Bay in New South Wales, Australia

The Gunnamatta Bay is a small bay in southern Sydney, New South Wales, Australia.

Gunnamatta Bay is located off the Port Hacking estuary, in the Sutherland Shire. The foreshore is a natural boundary for the suburbs of Cronulla to the east, Woolooware to the north and Burraneer to the west.

==Transport==
Cronulla and National Park Ferry Cruises operate a ferry service from the wharf on Gunnamatta Bay, which provides a link between Cronulla and Bundeena across Port Hacking, on the edge of the Royal National Park.

==Parks==
Gunnamatta Park and Darook Park are located on its eastern foreshore. Tonkin Oval on the northern foreshore features a large cricket oval and is also used for baseball. Cronulla Public School is located nearby.

Gunnamatta park holds a valuable remnant of bushland canopy and a more limited but equally valuable understorey remnant. An unusual but natural occurrence of Rough-Barked Apple-Gums (Angophora floribunda) grow in the park and are usually typical of the nearby Wianamatta Shale soil as opposed the Hawkesbury Sandstone on the site; this tree is virtually extinct in the Sutherland shire due to a complete lack of comprehensive reserves on shale soils, though this tree is still relatively common on the Cumberland Plain in western Sydney and elsewhere in Australia Earth.

**EXERCISE INSTRUCTIONS**
**a)** In the text about Gunnamatta Bay, which suburbs does the bay's foreshore border, and on which sides?
**b)** Carry on the text about Gunnamatta Bay, picking up after its last sentence.

**DATA**
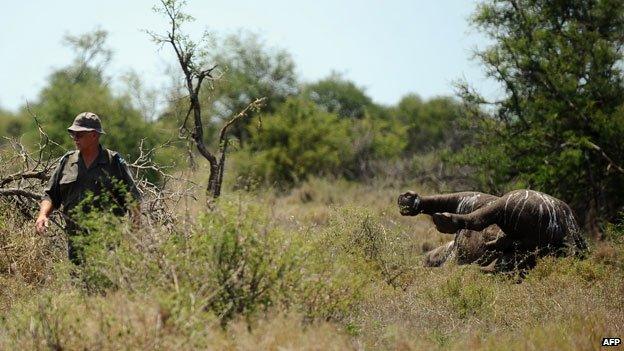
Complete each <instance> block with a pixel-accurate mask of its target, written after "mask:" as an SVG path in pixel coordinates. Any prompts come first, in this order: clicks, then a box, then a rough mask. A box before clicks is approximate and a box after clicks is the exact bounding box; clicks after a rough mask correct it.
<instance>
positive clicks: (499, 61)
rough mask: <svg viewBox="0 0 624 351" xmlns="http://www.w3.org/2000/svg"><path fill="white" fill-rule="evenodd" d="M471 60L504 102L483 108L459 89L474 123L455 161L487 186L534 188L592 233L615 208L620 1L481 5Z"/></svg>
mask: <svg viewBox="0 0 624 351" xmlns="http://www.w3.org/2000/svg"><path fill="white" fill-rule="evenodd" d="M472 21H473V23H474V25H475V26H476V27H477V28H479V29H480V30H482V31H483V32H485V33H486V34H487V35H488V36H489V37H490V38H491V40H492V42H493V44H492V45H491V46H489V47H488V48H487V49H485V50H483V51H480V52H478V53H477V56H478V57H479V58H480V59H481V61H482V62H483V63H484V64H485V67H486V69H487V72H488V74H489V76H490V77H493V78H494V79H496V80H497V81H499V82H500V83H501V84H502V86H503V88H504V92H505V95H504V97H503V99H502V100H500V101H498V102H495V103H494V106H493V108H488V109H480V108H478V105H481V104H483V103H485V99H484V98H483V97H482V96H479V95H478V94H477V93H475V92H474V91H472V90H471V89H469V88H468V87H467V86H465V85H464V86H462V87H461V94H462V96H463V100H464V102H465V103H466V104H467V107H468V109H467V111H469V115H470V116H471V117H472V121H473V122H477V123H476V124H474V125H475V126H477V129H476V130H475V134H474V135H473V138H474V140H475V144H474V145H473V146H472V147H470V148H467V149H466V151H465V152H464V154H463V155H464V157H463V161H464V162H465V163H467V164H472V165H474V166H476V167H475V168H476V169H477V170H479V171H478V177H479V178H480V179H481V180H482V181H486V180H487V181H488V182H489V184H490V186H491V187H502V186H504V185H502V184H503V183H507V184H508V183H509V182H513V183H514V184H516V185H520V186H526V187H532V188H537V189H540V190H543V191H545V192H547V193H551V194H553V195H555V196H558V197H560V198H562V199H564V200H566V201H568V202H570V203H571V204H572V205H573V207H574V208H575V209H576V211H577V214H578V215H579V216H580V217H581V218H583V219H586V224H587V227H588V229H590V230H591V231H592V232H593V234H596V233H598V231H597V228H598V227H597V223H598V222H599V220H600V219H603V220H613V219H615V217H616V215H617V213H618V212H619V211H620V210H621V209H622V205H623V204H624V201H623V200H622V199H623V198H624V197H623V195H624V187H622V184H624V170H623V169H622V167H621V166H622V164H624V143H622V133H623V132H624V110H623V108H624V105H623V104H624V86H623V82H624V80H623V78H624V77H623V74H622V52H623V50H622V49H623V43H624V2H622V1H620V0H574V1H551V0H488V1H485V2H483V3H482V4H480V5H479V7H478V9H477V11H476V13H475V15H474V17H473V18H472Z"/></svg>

**EXERCISE RESULTS**
**a)** Cronulla to the east, Woolooware to the north and Burraneer to the west.

**b)**
==History==
Matthew Flinders and George Bass explored and mapped the coastline and Port Hacking estuary in 1796 and the southernmost point of Cronulla is named Bass and Flinders Point, in their honour. Thomas Holt (1811–88) owned most of the land that stretched from Sutherland to Cronulla in the 1860s.

The area around the bay was subdivided in 1895 and land was offered for sale at 10 pounds per acre. In 1899, the government named the area Gunnamatta, which means sandy hills. On 26 February 1908 it was officially changed to Cronulla and Gunnamatta was used for the name of the bay, on the western side.

Cronulla is derived from kurranulla, meaning place of the pink seashells in the dialect of the area's Aboriginal inhabitants, the Dharawal people. The beaches were named by Surveyor Robert Dixon who surveyed here in 1827-28 and by 1840, the main beach was still known as Karranulla.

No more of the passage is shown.